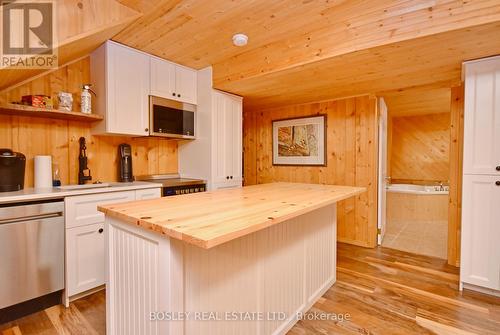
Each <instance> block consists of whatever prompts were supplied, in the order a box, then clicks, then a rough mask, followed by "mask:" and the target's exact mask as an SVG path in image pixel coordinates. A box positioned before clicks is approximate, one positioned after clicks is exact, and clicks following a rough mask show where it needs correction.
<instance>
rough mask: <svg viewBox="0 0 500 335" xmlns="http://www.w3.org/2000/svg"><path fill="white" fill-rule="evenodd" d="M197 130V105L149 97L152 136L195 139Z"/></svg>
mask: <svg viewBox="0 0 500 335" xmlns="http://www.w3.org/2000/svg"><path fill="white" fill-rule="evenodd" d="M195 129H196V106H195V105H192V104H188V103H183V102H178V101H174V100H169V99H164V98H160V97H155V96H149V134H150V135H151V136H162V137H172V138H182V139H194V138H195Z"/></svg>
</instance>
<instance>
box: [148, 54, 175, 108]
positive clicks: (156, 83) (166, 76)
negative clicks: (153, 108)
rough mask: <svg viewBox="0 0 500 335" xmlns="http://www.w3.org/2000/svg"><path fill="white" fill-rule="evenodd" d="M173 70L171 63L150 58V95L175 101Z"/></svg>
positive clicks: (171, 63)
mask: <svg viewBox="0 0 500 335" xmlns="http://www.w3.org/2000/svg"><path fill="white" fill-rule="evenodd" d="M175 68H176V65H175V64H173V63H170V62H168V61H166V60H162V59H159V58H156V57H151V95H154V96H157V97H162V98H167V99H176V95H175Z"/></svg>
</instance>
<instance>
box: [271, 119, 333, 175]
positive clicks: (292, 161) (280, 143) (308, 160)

==================================================

Problem description —
Extract each line of the listing above that contains the string "xmlns", treating uppercase and lowercase as distinct.

Exercise output —
rough mask: <svg viewBox="0 0 500 335" xmlns="http://www.w3.org/2000/svg"><path fill="white" fill-rule="evenodd" d="M197 130V105L149 97L152 136L195 139Z"/></svg>
mask: <svg viewBox="0 0 500 335" xmlns="http://www.w3.org/2000/svg"><path fill="white" fill-rule="evenodd" d="M195 129H196V106H195V105H192V104H188V103H183V102H178V101H174V100H169V99H164V98H160V97H155V96H149V134H150V135H151V136H162V137H172V138H182V139H194V138H195Z"/></svg>
rough mask: <svg viewBox="0 0 500 335" xmlns="http://www.w3.org/2000/svg"><path fill="white" fill-rule="evenodd" d="M173 70L171 63L150 58V95L175 101Z"/></svg>
mask: <svg viewBox="0 0 500 335" xmlns="http://www.w3.org/2000/svg"><path fill="white" fill-rule="evenodd" d="M175 68H176V65H175V64H173V63H170V62H168V61H166V60H162V59H159V58H156V57H151V95H154V96H157V97H162V98H167V99H176V95H175Z"/></svg>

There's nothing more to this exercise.